Документ:

Начало XVII века было смутным временем на Руси. В это время Г. оказал весьма крупные услуги церкви и государству. В 1605 году, он имел мужество оказать сопротивление Лжедмитрию I по вопросу о браке последнего с Мариной Мнишек; он решительно потребовал, чтобы прежде бракосочетания, Марина вполне приняла православную веру и была вновь крещена. Находясь в Москве на соборе, по случаю помазания Лжедмитрия на царство, когда Лжедмитрий предложил собору вопрос о браке своем на Марине, Г. ответил: «не подобает христианскому царю брать некрещеную и вводить во святую церковь, и строить римские костелы. Не делай так царь, потому что никто из прежних царей так не делал, а ты хочешь сделать». За эту твердость Т. подвергся опале; Лжедмитрий выслал его в Казань и отдал приказание лишить его сана, и заточить в монастырь, но приказание это не было приведено в исполнение за смертью его.

Записи для указания и разметки
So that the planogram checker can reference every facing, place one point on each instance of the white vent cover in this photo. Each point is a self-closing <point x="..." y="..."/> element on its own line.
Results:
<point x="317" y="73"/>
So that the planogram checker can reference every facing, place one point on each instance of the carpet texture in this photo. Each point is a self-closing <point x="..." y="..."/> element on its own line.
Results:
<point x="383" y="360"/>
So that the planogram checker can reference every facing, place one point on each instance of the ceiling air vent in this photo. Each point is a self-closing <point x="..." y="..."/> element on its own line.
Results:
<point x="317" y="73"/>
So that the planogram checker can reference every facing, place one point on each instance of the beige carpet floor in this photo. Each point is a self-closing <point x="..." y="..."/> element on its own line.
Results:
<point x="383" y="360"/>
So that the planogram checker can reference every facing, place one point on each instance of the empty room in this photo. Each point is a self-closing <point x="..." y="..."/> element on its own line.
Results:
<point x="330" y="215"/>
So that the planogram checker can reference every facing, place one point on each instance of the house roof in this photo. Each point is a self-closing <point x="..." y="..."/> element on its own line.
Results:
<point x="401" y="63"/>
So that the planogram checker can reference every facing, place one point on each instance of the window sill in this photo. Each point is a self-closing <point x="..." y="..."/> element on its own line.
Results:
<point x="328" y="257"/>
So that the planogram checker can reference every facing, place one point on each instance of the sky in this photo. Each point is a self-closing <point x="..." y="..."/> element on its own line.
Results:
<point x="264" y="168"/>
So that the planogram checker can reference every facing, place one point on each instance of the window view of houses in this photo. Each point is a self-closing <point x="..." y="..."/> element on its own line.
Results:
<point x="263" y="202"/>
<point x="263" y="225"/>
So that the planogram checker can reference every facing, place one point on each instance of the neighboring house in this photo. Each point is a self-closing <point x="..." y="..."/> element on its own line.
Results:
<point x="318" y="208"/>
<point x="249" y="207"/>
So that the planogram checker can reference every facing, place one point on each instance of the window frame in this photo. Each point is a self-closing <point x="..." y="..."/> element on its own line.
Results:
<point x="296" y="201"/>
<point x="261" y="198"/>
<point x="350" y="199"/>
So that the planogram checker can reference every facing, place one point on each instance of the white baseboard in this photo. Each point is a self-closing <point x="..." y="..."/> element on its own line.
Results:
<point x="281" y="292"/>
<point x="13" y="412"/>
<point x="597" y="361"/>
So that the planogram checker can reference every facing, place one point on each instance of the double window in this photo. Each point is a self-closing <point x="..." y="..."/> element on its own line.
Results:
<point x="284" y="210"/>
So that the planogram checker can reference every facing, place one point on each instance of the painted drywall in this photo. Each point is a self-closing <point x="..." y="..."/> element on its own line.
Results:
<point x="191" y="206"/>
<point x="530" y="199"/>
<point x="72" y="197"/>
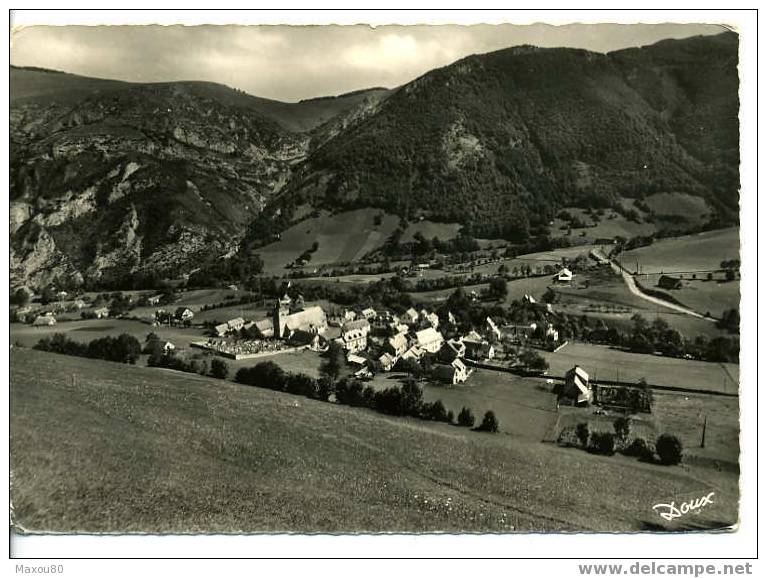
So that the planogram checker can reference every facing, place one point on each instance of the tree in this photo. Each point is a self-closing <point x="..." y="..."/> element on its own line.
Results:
<point x="466" y="417"/>
<point x="266" y="374"/>
<point x="730" y="321"/>
<point x="219" y="368"/>
<point x="435" y="411"/>
<point x="669" y="449"/>
<point x="324" y="388"/>
<point x="489" y="423"/>
<point x="412" y="397"/>
<point x="602" y="443"/>
<point x="582" y="433"/>
<point x="498" y="288"/>
<point x="20" y="297"/>
<point x="533" y="360"/>
<point x="622" y="427"/>
<point x="334" y="363"/>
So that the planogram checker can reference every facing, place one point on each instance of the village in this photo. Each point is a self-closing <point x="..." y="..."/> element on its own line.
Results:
<point x="438" y="350"/>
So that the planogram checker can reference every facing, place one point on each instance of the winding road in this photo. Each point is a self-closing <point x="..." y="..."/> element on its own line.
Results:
<point x="628" y="278"/>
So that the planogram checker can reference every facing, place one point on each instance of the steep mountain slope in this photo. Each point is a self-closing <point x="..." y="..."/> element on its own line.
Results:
<point x="500" y="141"/>
<point x="113" y="181"/>
<point x="110" y="179"/>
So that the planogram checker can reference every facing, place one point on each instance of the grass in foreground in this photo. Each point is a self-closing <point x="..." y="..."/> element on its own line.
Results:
<point x="131" y="449"/>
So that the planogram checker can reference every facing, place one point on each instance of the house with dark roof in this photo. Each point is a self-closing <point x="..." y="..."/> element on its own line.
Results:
<point x="576" y="389"/>
<point x="666" y="282"/>
<point x="454" y="373"/>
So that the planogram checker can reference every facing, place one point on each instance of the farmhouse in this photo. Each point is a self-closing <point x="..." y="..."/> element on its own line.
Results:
<point x="666" y="282"/>
<point x="414" y="353"/>
<point x="354" y="359"/>
<point x="492" y="329"/>
<point x="451" y="350"/>
<point x="354" y="335"/>
<point x="42" y="320"/>
<point x="432" y="319"/>
<point x="564" y="276"/>
<point x="397" y="345"/>
<point x="222" y="329"/>
<point x="101" y="313"/>
<point x="369" y="313"/>
<point x="576" y="389"/>
<point x="478" y="349"/>
<point x="312" y="319"/>
<point x="184" y="314"/>
<point x="265" y="328"/>
<point x="387" y="361"/>
<point x="454" y="373"/>
<point x="520" y="332"/>
<point x="385" y="320"/>
<point x="429" y="339"/>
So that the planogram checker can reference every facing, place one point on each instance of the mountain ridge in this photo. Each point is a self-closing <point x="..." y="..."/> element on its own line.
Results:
<point x="110" y="180"/>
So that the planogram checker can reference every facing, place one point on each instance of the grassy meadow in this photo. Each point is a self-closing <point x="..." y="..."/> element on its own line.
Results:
<point x="146" y="450"/>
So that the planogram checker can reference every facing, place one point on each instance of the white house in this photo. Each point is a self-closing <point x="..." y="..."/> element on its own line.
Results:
<point x="222" y="329"/>
<point x="576" y="388"/>
<point x="492" y="329"/>
<point x="387" y="361"/>
<point x="397" y="345"/>
<point x="429" y="339"/>
<point x="564" y="276"/>
<point x="454" y="373"/>
<point x="42" y="320"/>
<point x="369" y="313"/>
<point x="354" y="335"/>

Письменное задание 1: Чего, согласно документу, Г. потребовал от Марины до бракосочетания?
Письменное задание 2: Перепишите записи от строки с «the white house» до конца записей, заменив «planogram checker» на «inventory checker» и ничего больше не меняя.

Письменный ответ 1: Чтобы Марина вполне приняла православную веру и была вновь крещена.

Письменный ответ 2:
So that the inventory checker can reference every facing, place one point on each instance of the white house in this photo. Each point is a self-closing <point x="..." y="..."/> element on its own line.
Results:
<point x="222" y="329"/>
<point x="576" y="388"/>
<point x="492" y="329"/>
<point x="387" y="361"/>
<point x="397" y="345"/>
<point x="429" y="339"/>
<point x="564" y="276"/>
<point x="454" y="373"/>
<point x="42" y="320"/>
<point x="369" y="313"/>
<point x="354" y="335"/>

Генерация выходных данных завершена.